## Goal
Please extract every one of the items below, reproducing each line word for word.

-- Start of Data shown --

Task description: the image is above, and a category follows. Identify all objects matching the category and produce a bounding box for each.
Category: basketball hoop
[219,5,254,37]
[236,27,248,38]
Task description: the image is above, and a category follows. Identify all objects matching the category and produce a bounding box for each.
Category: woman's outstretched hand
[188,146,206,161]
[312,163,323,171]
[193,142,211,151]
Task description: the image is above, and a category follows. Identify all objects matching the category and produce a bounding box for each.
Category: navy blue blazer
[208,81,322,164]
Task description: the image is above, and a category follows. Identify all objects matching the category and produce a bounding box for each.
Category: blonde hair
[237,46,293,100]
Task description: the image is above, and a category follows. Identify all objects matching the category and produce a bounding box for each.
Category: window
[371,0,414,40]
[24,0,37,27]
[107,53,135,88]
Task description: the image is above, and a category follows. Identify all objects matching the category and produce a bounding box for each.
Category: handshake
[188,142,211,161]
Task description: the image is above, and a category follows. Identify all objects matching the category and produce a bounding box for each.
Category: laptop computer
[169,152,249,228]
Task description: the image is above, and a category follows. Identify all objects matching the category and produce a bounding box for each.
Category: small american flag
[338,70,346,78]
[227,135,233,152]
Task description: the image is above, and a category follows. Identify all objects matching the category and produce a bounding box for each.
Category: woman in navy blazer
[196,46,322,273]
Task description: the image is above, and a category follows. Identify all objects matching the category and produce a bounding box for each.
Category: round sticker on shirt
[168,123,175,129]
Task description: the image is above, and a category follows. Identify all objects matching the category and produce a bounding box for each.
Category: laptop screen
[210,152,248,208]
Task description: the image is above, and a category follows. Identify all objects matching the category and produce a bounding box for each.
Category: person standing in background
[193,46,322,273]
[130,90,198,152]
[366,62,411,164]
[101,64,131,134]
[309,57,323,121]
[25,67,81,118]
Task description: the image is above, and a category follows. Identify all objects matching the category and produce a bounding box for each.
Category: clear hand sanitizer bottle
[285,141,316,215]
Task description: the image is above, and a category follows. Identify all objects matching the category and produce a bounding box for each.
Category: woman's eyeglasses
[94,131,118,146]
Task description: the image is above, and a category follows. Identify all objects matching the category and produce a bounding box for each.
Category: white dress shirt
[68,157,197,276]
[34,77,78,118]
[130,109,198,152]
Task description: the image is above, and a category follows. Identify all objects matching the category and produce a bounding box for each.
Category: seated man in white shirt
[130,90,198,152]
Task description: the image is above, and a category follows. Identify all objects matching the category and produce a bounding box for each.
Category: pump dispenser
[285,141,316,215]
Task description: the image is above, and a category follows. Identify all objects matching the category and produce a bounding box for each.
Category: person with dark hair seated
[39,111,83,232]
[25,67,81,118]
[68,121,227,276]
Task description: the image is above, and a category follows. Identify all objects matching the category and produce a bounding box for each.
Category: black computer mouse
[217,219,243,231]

-- End of Data shown --

## Full output
Task description: the image is above, and a category follows. Identify all objects matching the category and produce a bounding box for each.
Category: basketball hoop
[219,5,254,37]
[236,27,248,38]
Task description: the image is above, and a category follows. Identify all objects matching the category and produce a bounding box for each.
Category: woman's outstretched hand
[188,146,206,161]
[312,163,323,171]
[193,142,211,151]
Task description: the image is above, and a category follows. Identify all objects matching the category and produce a bounding box for each.
Category: navy blue blazer
[208,81,322,164]
Task description: the image is above, and a category follows. Identify all objects matching the category and produce a bounding box for each.
Category: blonde hair
[237,46,293,100]
Task description: the image is above, and a category follows. Identify all objects matching the category and produce a bounding box for each.
Category: window
[371,0,414,40]
[24,0,37,27]
[107,53,135,88]
Task description: the image is above, and a category follows. Identify all objects matching the category and produce a bounding box for each.
Category: handshake
[188,142,211,161]
Task description: the image is above, and a category follows. Identify all objects matching the category and produce a bounding box for each.
Category: laptop computer
[169,152,249,228]
Task description: the image is above, and a category follows. Identify all objects matching the category and produce a bounding box for each.
Category: small american flag
[338,70,346,78]
[227,135,233,152]
Task description: the image is above, and a category follows. Identify all objects matching the category and produce a bounding box for each.
Category: woman in navy blazer
[196,46,322,273]
Task description: the image is above, and a category follows. Identify all objects matching the category and produce a bounding box for each.
Category: round sticker on shirt
[168,123,175,129]
Task description: the image is above, and a category follows. Identify all objects matching the category and produce a bounding box for each.
Category: laptop screen
[210,152,248,208]
Task description: the image is above, and a category follows. Identify all objects matching the category and produce a bounding box for each.
Category: person standing in background
[193,46,322,273]
[130,90,198,152]
[366,62,411,164]
[101,64,131,134]
[309,57,323,121]
[25,67,81,118]
Task description: the image is above, and a category follows. Identify all objects matching the category and produce a bounding box for each.
Category: clear hand sanitizer bottle
[285,141,316,215]
Task description: the image is above, and a category follows. Identify all objects matching the category and produce a bounding box for each.
Category: woman's eyeglasses
[94,131,118,146]
Task description: the image is above, and a category follows. Identify all objects matching the category and produce a bounding box for each.
Category: white dress shirt
[68,157,197,276]
[34,77,78,118]
[130,109,198,152]
Task description: the image is above, and a category follows. Identify all objects matching the category and produce a bounding box for each.
Category: seated man in white shirt
[130,90,198,152]
Task description: the image is above, and a category follows. Identify all objects matching the category and produce a bounding box for each.
Category: pump dispenser
[285,141,316,215]
Task description: the image is above, and a category follows. Identify all objects matching the category and produce a bounding box for each.
Category: person with dark hair seated
[39,111,83,232]
[25,67,81,118]
[68,121,227,276]
Task description: the image is above, and a category follows. Identify all objects matching the category and produce a bounding box for each.
Category: black computer mouse
[217,219,243,231]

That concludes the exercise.